## Begin RECORD EXTRACTS
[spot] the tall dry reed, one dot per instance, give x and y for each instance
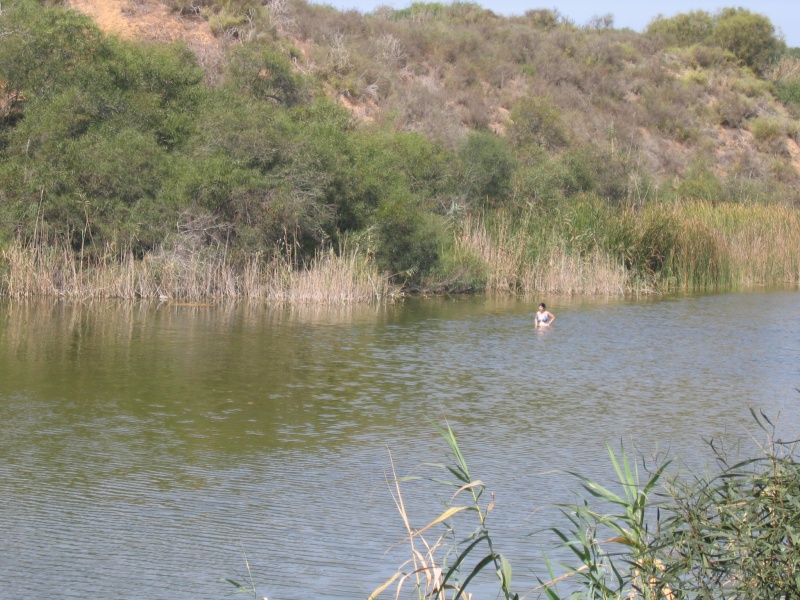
(329, 278)
(515, 261)
(687, 246)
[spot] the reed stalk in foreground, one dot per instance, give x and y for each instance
(729, 535)
(438, 572)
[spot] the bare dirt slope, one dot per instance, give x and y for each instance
(147, 20)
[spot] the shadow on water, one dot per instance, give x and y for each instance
(144, 444)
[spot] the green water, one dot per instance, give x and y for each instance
(147, 448)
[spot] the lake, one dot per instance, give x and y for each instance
(151, 450)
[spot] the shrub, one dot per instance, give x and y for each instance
(536, 122)
(486, 165)
(766, 129)
(749, 36)
(700, 183)
(408, 239)
(685, 29)
(266, 74)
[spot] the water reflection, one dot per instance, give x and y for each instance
(144, 444)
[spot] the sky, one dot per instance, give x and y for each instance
(635, 14)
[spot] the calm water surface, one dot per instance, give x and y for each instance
(146, 450)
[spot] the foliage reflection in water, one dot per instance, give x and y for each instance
(145, 444)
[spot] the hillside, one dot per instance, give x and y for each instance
(604, 83)
(444, 145)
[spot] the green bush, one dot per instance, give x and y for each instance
(486, 165)
(700, 183)
(685, 29)
(408, 240)
(536, 122)
(749, 36)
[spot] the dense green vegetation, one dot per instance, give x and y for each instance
(454, 115)
(730, 532)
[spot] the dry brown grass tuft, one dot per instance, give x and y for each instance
(328, 279)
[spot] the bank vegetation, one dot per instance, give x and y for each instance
(327, 156)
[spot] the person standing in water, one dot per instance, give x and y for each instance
(544, 318)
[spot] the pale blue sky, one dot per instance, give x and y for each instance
(636, 14)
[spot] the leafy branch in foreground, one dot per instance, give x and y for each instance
(732, 534)
(438, 571)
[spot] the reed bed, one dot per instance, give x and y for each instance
(608, 251)
(329, 278)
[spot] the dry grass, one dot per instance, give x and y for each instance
(505, 257)
(328, 279)
(699, 245)
(748, 245)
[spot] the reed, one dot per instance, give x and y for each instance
(590, 248)
(329, 278)
(731, 532)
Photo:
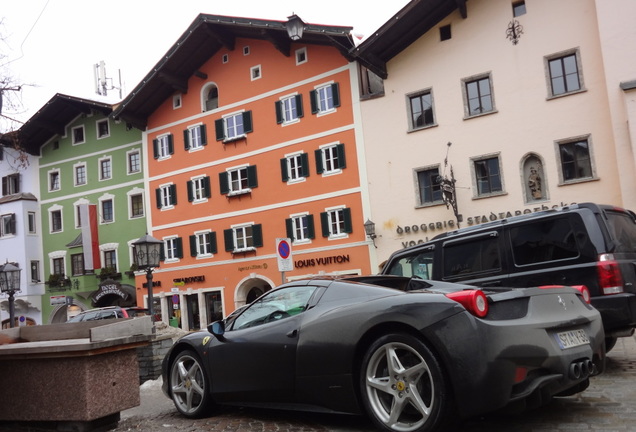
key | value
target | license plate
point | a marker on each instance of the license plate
## End RECORD EXTRACTS
* WRITTEN PROBLEM
Write out every item again, replacing "one dot per instance" with "a single point for each instance" wherever it appears and leaving all other text unchanged. Leave the pictures out of your answer.

* EXERCISE RESPONSE
[spot] the tall dry reed, a single point for each instance, give x and y for each instance
(329, 278)
(515, 261)
(687, 246)
[spot] the reed stalk in foreground, a single point for each instance, give x and y for each instance
(729, 535)
(438, 572)
[spot] the bare dirt slope, a single point for each instance, give x and y for each instance
(147, 20)
[spot] the shadow on water, a single point for each instance, give x and y for each instance
(144, 444)
[spot] the green water, a single point for each instance, give x and y for each instance
(147, 448)
[spot] the lake, a single point for each instance, give x and y for each instance
(151, 450)
[spot] the shrub, a single point for each instance, give x and y for each instance
(536, 122)
(486, 165)
(766, 129)
(749, 36)
(700, 183)
(408, 239)
(685, 29)
(266, 74)
[spot] the water reflection, a single point for each instance, give x and y for each instance
(144, 444)
[spot] the sky, a single point for each instance, give x and y for each instance
(635, 14)
[spot] the calm water surface, a single point for each instance, give x and y for each instance
(146, 450)
[spot] the foliage reflection in water, a single point for each instance, give x and y for each instance
(145, 444)
[spot] the hillside, a single point for each instance, give x and y for each instance
(604, 83)
(444, 145)
[spot] the green bush, a single point for each instance, give x and y for each instance
(486, 165)
(700, 183)
(685, 29)
(408, 240)
(536, 122)
(749, 36)
[spot] the dense green vegetation, a single point for each instance, give x and y for each instance
(454, 115)
(730, 532)
[spot] the dry brown grass tuft, a single point for each instance, give x and y for each instance
(328, 279)
[spot] the bank vegetation, a single point for each instance, give x and y for each instance
(327, 156)
[spot] the person standing in water, a single point for each instance, give x and y for each instance
(544, 318)
[spot] the pale blue sky, a single point for each instance, give x and y for each instance
(636, 14)
[spot] the leafy branch in foreground, a single point for each instance, give x and y for each instance
(732, 534)
(438, 571)
[spot] the reed bed, a single point for each instance, give x and y for each instance
(608, 251)
(329, 278)
[spot] the dry grass, a single point for each instance, give x and y for each instance
(505, 257)
(328, 279)
(699, 245)
(748, 245)
[spot] the reed, a single point for each instance, give x and y for each instance
(590, 248)
(329, 278)
(731, 532)
Photo:
key | value
target | license plate
point | a marker on each instance of the license plate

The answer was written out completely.